Given request> Copy out again, word for word, the lines running from the one that contains "of the large" through the final line below.

»»

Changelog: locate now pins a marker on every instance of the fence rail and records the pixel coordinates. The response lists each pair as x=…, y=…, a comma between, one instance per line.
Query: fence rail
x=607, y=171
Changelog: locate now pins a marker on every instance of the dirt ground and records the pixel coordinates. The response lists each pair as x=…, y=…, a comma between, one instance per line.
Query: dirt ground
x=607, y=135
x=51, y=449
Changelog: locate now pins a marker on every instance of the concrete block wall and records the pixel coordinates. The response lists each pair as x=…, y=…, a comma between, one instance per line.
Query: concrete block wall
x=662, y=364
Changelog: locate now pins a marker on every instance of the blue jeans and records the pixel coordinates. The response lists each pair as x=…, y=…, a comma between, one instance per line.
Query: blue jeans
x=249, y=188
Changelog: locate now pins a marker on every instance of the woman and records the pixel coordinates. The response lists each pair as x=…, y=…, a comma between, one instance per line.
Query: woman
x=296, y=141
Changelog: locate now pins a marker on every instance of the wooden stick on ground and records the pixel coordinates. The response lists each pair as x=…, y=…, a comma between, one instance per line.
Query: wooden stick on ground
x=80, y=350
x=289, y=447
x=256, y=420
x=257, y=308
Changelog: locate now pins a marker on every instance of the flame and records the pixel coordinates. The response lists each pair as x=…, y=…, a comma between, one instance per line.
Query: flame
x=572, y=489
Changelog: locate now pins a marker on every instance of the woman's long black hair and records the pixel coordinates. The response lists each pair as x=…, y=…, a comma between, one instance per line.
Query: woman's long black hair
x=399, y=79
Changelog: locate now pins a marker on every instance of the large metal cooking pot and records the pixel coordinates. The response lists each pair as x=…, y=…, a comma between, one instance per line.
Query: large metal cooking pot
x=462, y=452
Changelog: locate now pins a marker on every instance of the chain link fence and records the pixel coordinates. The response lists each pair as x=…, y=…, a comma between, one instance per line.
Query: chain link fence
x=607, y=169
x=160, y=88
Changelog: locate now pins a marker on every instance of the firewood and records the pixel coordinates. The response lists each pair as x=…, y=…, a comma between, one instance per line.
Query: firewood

««

Exercise output>
Changelog: locate now pins a marker on every instance of the large metal cooking pot and records the pixel coordinates. The response lists each pair as x=…, y=…, a comma between, one instance per line.
Query: large metal cooking pot
x=462, y=452
Changelog: locate now pins a marker on every instance of the chain link fence and records the pixel coordinates. The response lists each pair as x=…, y=…, a comma between, one instance per line.
Query: chain link fence
x=607, y=169
x=160, y=88
Changelog: locate now pins a marker on every instance of the firewood and records the pixel coordinates. The response lists each pair as x=…, y=…, a comma between, one instance per line.
Query: firewood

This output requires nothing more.